51 Doing the best that I can, I have structured a sentence which endeavours to achieve denunciation, deterrence just punishment and the protection of the community, whilst bearing in mind your need for treatment for your mental health and drug abuse issues. I am mindful that your life is not an easy one both psychologically and physically and that you have minimal supports in the community and will need a great deal of structure and supervision in order to reintegrate into the community, where your mother seems to be your main support. I consider that you are likely to need very intensive supervision for your many needs in order to reintegrate back into the community. This has caused be to assign a longish potential parole period. However, whether you are granted parole is entirely a matter for the Adult Parole Board.
52 On Charge 1, assaulting police, you are convicted and sentenced to be imprisoned for a period of 3 months.
53 On Charge 2, engaging in reckless conduct that placed or may have placed other persons in danger of serious injury, you are convicted and sentenced to be imprisoned for a period of 2 ½ years.
54 On Charge 3, negligent driving causing serious injury, you are convicted and sentenced to be imprisoned for a period of 6 years.
55 On Charge 4, possessing cannabis, you are convicted and fined $200.
56 On Charge 5, possessing MDA, you are convicted and fined $200.
57 On Summary Charge 1, behaving in a riotous manner, you are convicted and fined $300.
58 On Summary Charge 9, driving with more than the prescribed concentration of drugs present in your blood, you are convicted and fined $500.
59 The base sentence is that imposed on Charge 2 of 6 years. I order that 1 month of the sentence imposed on Charge 1 and 10 months of the sentence imposed on Charge 2 be served cumulatively upon the sentence imposed on Charge 3 and upon each other. Save for such cumulation, the sentences are to be served concurrently.

[Information supplied]
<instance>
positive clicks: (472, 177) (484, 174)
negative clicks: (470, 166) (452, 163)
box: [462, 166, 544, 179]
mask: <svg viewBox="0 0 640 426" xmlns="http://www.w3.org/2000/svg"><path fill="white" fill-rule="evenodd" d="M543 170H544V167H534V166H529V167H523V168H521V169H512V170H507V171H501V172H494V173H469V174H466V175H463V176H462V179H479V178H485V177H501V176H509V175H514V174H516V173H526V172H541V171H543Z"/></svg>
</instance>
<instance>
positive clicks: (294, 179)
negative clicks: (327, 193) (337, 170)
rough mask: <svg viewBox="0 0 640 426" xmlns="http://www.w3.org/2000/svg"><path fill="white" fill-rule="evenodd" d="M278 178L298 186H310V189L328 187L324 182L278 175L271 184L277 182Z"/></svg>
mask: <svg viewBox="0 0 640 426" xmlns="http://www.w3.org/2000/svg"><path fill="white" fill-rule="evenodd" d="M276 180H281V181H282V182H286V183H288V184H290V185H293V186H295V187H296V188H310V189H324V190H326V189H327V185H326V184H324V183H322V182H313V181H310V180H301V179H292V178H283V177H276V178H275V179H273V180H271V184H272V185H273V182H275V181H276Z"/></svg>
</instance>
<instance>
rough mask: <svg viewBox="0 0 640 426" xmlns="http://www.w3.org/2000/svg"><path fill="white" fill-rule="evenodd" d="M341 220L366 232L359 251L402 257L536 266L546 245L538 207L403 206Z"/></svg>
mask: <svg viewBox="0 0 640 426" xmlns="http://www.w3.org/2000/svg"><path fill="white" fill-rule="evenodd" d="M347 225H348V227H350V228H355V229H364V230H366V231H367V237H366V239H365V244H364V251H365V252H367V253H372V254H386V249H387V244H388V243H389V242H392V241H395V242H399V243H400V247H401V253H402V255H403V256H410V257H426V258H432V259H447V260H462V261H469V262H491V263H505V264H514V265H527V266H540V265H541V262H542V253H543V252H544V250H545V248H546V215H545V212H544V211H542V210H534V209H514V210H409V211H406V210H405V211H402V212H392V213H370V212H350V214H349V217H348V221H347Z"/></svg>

[What to work on]
• A. From the sentencing remarks, list every charge that resulted in a fine, with its offense and the amount of the fine.
• B. Answer these questions from the sentencing remarks:
(i) What term of imprisonment was imposed for assaulting police?
(ii) Which body decides whether parole is granted?
(iii) How many months of the sentence on Charge 2 are to be served cumulatively?
• C. Continue the sentencing remarks from their last sentence.
The data stand apart from the sentencing remarks.

[Answer set]
• A.
- Charge 4, possessing cannabis: $200
- Charge 5, possessing MDA: $200
- Summary Charge 1, behaving in a riotous manner: $300
- Summary Charge 9, driving with more than the prescribed concentration of drugs present in the blood: $500

• B.
(i) 3 months
(ii) The Adult Parole Board
(iii) 10 months

• C.
60 The Total Effective Sentence is thus 6 years and 11 months’ imprisonment. I order that you serve a period of 4 years’ imprisonment before becoming eligible for parole. I declare a period of 10 days’ pre-sentence detention to be time reckoned as already served under the sentence imposed this day.
61 On Charge 3, pursuant to s89(2)(b) of the Sentencing Act, I order that all licences to drive be cancelled and that you be disqualified from obtaining such a licence for a period of 5 years.
62 On Summary Charge 9, pursuant to s50(1E)(a) of the Road Safety Act, I order that all licences to drive be cancelled and that you be disqualified from obtaining any such licences for a period of 6 months concurrent with the period of disqualification imposed on Charge 3.
63 On Charges 4, 5 and Summary Charge 9, I order pursuant to s78(1) of the Confiscation Act 1997, that there be forfeiture to the State of the property referred to in the Schedule and I further direct that it be placed in the custody of the Chief Commissioner of Police and held by him until 28 days from this date or the conclusion of any appeal proceedings where it may be tested and/or analysed and then destroyed. This order refers to 54.2 grams of cannabis and 0.9 grams of methylenedioxyamphetamine.
64 Pursuant to s6AAA of the Sentencing Act, I state that had it not been for your pleas of guilty, the total effective sentence imposed would have been 9 years and 3 months with a non-parole period of 6 years.